◆ **Set problem**
Transcribe every one of the entries below word for word, leaving out the pictures.

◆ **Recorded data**
^^^^^^^^^^^^^^^^
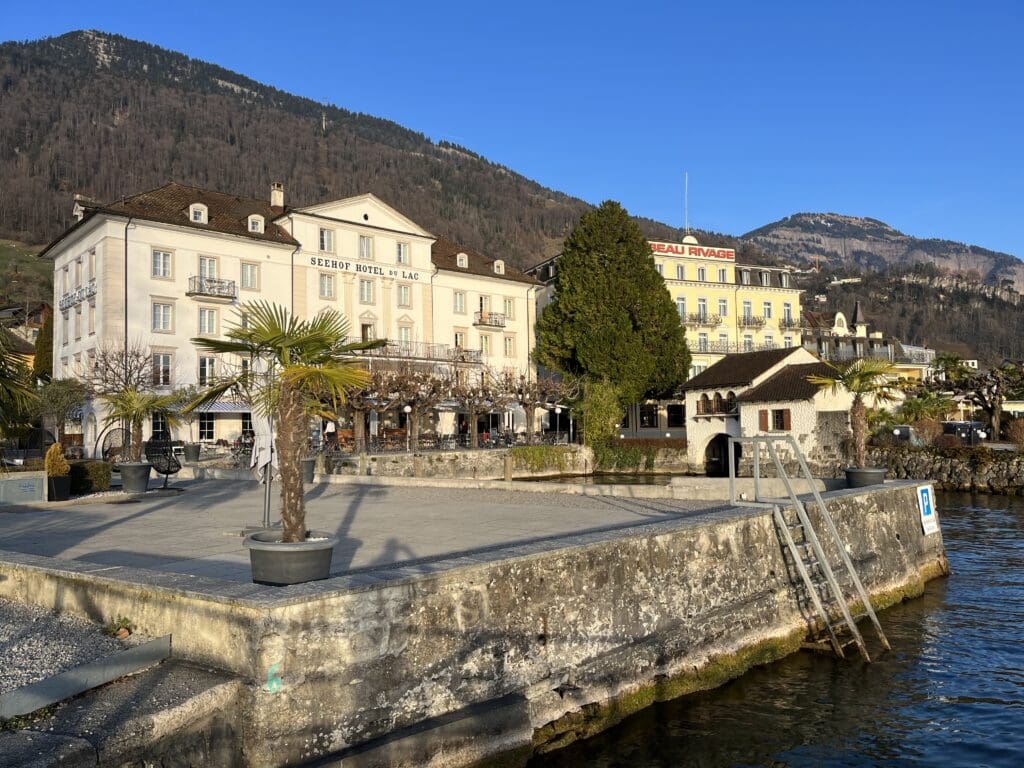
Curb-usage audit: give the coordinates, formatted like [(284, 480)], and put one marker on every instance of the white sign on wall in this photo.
[(929, 516)]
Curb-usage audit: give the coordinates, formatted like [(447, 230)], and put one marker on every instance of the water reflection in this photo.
[(950, 692)]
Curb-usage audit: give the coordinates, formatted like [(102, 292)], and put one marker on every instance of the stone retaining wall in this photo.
[(978, 469)]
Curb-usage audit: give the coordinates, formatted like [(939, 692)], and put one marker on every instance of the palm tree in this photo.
[(133, 408), (863, 378), (15, 394), (304, 365)]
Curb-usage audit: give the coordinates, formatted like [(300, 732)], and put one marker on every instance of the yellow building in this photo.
[(727, 307)]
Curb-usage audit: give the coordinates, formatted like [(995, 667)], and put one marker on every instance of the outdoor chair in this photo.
[(161, 455)]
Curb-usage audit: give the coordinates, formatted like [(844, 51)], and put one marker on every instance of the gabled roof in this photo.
[(738, 370), (443, 254), (788, 384), (169, 204)]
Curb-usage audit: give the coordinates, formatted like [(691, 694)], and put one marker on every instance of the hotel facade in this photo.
[(159, 268)]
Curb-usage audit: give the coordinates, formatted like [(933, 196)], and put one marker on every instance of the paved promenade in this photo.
[(197, 531)]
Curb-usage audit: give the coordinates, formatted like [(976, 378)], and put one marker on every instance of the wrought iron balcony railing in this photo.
[(213, 287)]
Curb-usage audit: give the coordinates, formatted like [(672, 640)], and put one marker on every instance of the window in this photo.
[(161, 264), (404, 295), (648, 416), (250, 276), (161, 317), (326, 286), (366, 247), (327, 241), (677, 415), (208, 267), (207, 368), (207, 321)]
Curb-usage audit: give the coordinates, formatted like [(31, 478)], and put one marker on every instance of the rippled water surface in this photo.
[(949, 693)]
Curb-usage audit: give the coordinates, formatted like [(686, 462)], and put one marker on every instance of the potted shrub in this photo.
[(295, 368), (863, 378), (133, 408), (57, 474)]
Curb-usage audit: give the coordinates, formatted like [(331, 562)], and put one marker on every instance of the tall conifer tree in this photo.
[(612, 318)]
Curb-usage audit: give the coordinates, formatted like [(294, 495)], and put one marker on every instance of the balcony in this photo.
[(416, 350), (213, 288), (702, 320), (491, 320)]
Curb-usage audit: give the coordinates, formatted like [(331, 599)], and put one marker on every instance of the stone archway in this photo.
[(716, 456)]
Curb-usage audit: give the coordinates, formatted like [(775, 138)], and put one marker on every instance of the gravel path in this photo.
[(37, 644)]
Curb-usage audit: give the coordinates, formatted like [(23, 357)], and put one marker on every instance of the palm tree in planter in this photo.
[(132, 407), (864, 378), (294, 367)]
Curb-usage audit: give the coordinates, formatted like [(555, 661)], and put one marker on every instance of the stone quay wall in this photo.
[(979, 469), (503, 653)]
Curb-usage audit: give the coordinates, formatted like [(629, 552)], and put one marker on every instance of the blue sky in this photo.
[(908, 112)]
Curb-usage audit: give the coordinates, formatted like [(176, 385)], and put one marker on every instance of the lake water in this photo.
[(949, 693)]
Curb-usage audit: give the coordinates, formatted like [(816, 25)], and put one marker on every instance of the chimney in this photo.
[(276, 195)]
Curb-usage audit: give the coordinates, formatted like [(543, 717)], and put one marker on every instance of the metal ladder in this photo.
[(808, 556)]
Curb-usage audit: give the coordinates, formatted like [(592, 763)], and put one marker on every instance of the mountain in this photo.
[(854, 244), (105, 116)]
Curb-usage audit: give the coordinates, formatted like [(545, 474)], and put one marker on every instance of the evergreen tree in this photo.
[(42, 364), (612, 318)]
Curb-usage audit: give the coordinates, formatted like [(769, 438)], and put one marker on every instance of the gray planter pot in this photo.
[(134, 476), (859, 478), (278, 563), (59, 487)]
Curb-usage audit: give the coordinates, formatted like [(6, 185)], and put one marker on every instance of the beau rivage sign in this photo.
[(691, 251), (360, 267)]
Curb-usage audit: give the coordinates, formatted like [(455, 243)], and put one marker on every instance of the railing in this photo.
[(72, 298), (215, 287), (494, 320), (702, 320), (422, 351)]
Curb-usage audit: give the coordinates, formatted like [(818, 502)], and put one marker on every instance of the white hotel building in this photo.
[(161, 267)]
^^^^^^^^^^^^^^^^
◆ **Response**
Curb-usage audit: give the coordinates, formatted like [(284, 480)], and put one marker on every instance of the white sign on wall in this photo.
[(929, 516)]
Curb-usage audit: give the coordinates, formatted like [(447, 230)], and put one marker on every instance of the water reflection in this photo.
[(950, 692)]
Curb-usage audit: give the coordinates, formatted like [(102, 292)], and put one marker on every instance of the stone retaining wall in this photo.
[(978, 469)]
Curb-usage audit: give the coordinates, formatted like [(939, 692)], and put one marker on every instance of the palm tree in this photo.
[(133, 408), (863, 378), (15, 394), (304, 365)]
Curb-usage audit: give the coordinates, formatted like [(300, 732)], and put one marker on every instance of the yellow building in this photo.
[(727, 307)]
Curb-usage audit: give the coordinates, formatted like [(995, 667)], and put one marker on every instance of the outdoor chair in this photo.
[(161, 455)]
Curb-usage audit: give the coordinates, formatted like [(844, 51)], and put one marker on every instance of the gabled roof in this photo.
[(738, 370), (443, 254), (788, 384), (169, 204)]
Curb-usage audit: give the coordinates, formatted like [(691, 694)], and put one marker on every instance of the hotel facade in this photo.
[(159, 268)]
Curb-usage audit: give the coordinates, formatted like [(933, 196)], and put one marker on every instance of the paved promenade in this photo.
[(197, 531)]
Curb-usage audit: give the coordinates, formatted like [(976, 378)], and put one marker on every instance of the wrought iron balcony railing in this photo.
[(213, 287)]
Curb-usage audit: give the coordinates, formatted like [(672, 640)], and put one marker on every instance of the window in this photo.
[(161, 264), (404, 295), (648, 416), (250, 276), (161, 317), (326, 286), (366, 247), (327, 241), (677, 415), (208, 267), (207, 368), (207, 321)]
Curb-usage audit: give the coordinates, formatted like [(31, 478)], and put one marker on every instance of the rippled water surface in this photo.
[(949, 693)]
Curb-usage audit: give the coordinates, formatted like [(686, 462)], and put one marker on every instance of the potted shrub in this photo.
[(295, 368), (863, 378), (133, 408), (57, 474)]
Curb-usage audit: give the coordinates, formatted like [(331, 562)], and put one marker on every instance of the tall conifer tree in this photo.
[(612, 318)]
Curb-usage audit: give the coordinates, formatted like [(294, 495)], and put one marker on every instance of the balcony in this photo.
[(416, 350), (213, 288), (702, 320), (491, 320)]
Curb-usage audit: give the coordinates, formatted like [(331, 599)], and put one marker on every instance of the stone archway in this photo.
[(716, 456)]
Curb-usage audit: give the coordinates, formatted like [(775, 138)], and put one marker on every instance of the gravel path in this photo.
[(37, 644)]
Curb-usage audit: give the coordinates, formatted like [(23, 357)], and put one marker on every instance of the palm tree in planter in this photo.
[(132, 407), (864, 378), (294, 367)]
Curb-usage audit: give the coordinates, formatted like [(555, 661)], and put one marker on every instance of the stone quay wall in this photo.
[(979, 469), (503, 653)]
Curb-usage audit: give the coordinates, formatted like [(629, 552)], and put one marker on every instance of the blue sky in this photo.
[(908, 112)]
Curb-usage audit: give the coordinates, formatted like [(176, 385)], and put one marker on every instance of the lake water in this photo.
[(949, 693)]
Curb-usage audit: give the coordinates, formatted like [(816, 25)], and put one marker on every instance of the chimney in this photo.
[(276, 195)]
Curb-usage audit: give the coordinates, formatted like [(543, 717)], and put one marker on every instance of the metal ladder in this photo.
[(808, 556)]
Curb-usage audit: give the coordinates, formatted like [(592, 763)], and put one marker on every instance of the mountain in this photo.
[(854, 244), (105, 116)]
Curb-usage audit: give the coordinates, formatted like [(545, 474)], and put one marker on every instance of the evergreen tree in this photo.
[(42, 364), (612, 318)]
Curb-usage audit: give the coordinates, formatted like [(769, 438)], and put one marker on every instance of the gray planter pot in this photo.
[(134, 476), (859, 478), (278, 563), (59, 487)]
Curb-usage audit: give the coordinates, formatted like [(6, 185)], and put one marker on every instance of the beau rivage sign in this photo.
[(691, 251), (360, 267)]
Curb-usage audit: give the coordinates, formatted like [(455, 243)], and put one marker on every instance of the railing in this photo.
[(72, 298), (215, 287), (494, 320), (702, 320), (422, 351)]
Curb-usage audit: give the coordinates, formatted like [(818, 502)], and put one marker on every instance of the white hotel building in this photo.
[(161, 267)]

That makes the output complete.